## Pedido A
Indique se cada uma das afirmações abaixo está de acordo com o texto fornecido. Para cada uma, responda sim ou não e cite as palavras do texto que o decidem: (i) o IRS a reembolsar dizia respeito aos anos de 2004 e 2005; (ii) as dívidas de IVA eram de 1996 e 1997; (iii) o impugnante não deduziu oposição à execução.
## Pedido B
Atualize o trecho do texto fornecido que começa em "Vem suscitada pela" e segue até "lhes assiste razão.", trocando "meio processual" por "meio de reação".

=== Texto fornecido ===

A decisão recorrida considerando estar-se perante uma situação de erro na forma de processo em que é inviável a convolação absolveu a Fazenda Pública da instância com base na seguinte fundamentação:
“Identifica a Impugnante como acto impugnado, os actos de compensação efectuados pela Administração Tributária entre o valor a reembolsar relativo ao IRS de 2004 e de 2005 e dívidas de IVA de 1994 e 1995 referentes à sociedade C ..., Lda. em cobrança coerciva no processo de execução que reverteu contra o impugnante enquanto responsável subsidiário.
Vem suscitada pela Fazenda Pública e pelo Digno Magistrado do Ministério Público, a questão da impropriedade do meio processual utilizado.
Vejamos se lhes assiste razão.
Conforme decorre do texto da p.i., o acto impugnado é o acto praticado na execução fiscal que determinou a compensação dos créditos (efectuada ao abrigo do disposto no art. 89° do CPPT) do impugnante com dívidas em cobrança coerciva na execução instaurada contra a sociedade C ..., Lda., que reverteu contra o ora impugnante, enquanto responsável subsidiário e para a qual o mesmo foi oportunamente citado, tendo deduzido oposição à execução.
Os actos cuja legalidade é sindicada nos presentes autos, são as compensações efectuados ao abrigo do disposto no art. 89° do CPPT, no âmbito do processo de execução fiscal.
Estando em causa actos praticados pela Administração Tributária no âmbito da execução fiscal, suscita-se desde logo a questão da eventual verificação de erro na forma de processo utilizada.
Com efeito, estamos perante um acto praticado pela Administração Tributária no âmbito do processo de execução fiscal e, portanto, relativamente ao qual o CPPT prevê meios de reacção específicos que não passam pela Impugnação Judicial prevista no artigo 101°, alínea a) da Lei Geral Tributária - LGT e no 97° e 99° do Código de Procedimento e de Processo Tributário (CPPT), a qual tem por fim a anulação, declaração de nulidade ou inexistência anulação de actos administrativos tributários, nas situações elencadas nas alíneas a) a g) do n.° 1 do artigo 97° do CPPT (normalmente visando actos de liquidação de tributos ou de fixação de matéria colectável).

=== Dados ===

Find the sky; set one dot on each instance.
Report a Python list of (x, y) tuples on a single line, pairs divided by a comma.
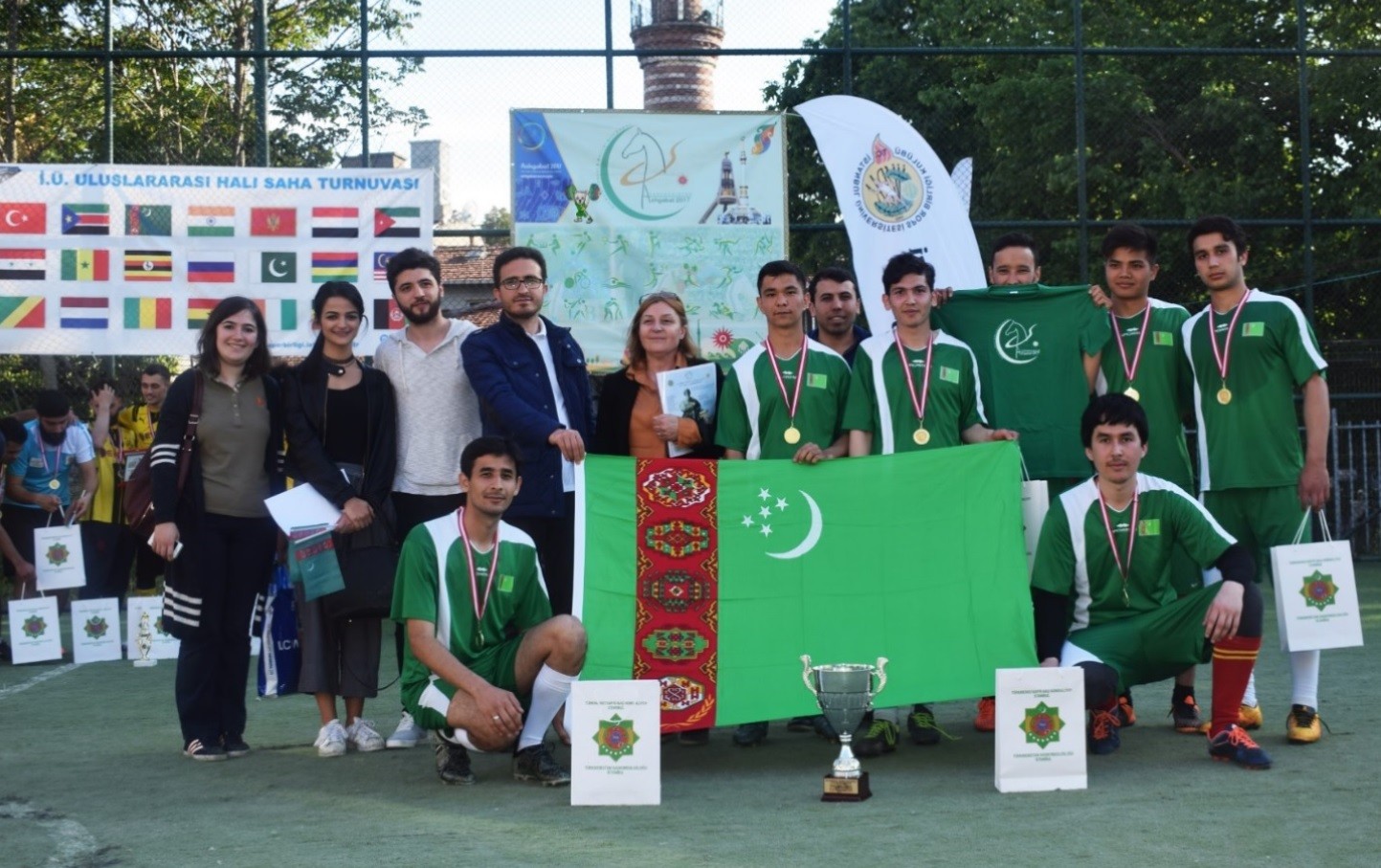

===

## Resolução do problema A
(i) Sim: "o valor a reembolsar relativo ao IRS de 2004 e de 2005".
(ii) Não: "dívidas de IVA de 1994 e 1995".
(iii) Não: "tendo deduzido oposição à execução".

## Resolução do problema B
Vem suscitada pela Fazenda Pública e pelo Digno Magistrado do Ministério Público, a questão da impropriedade do meio de reação utilizado.
Vejamos se lhes assiste razão.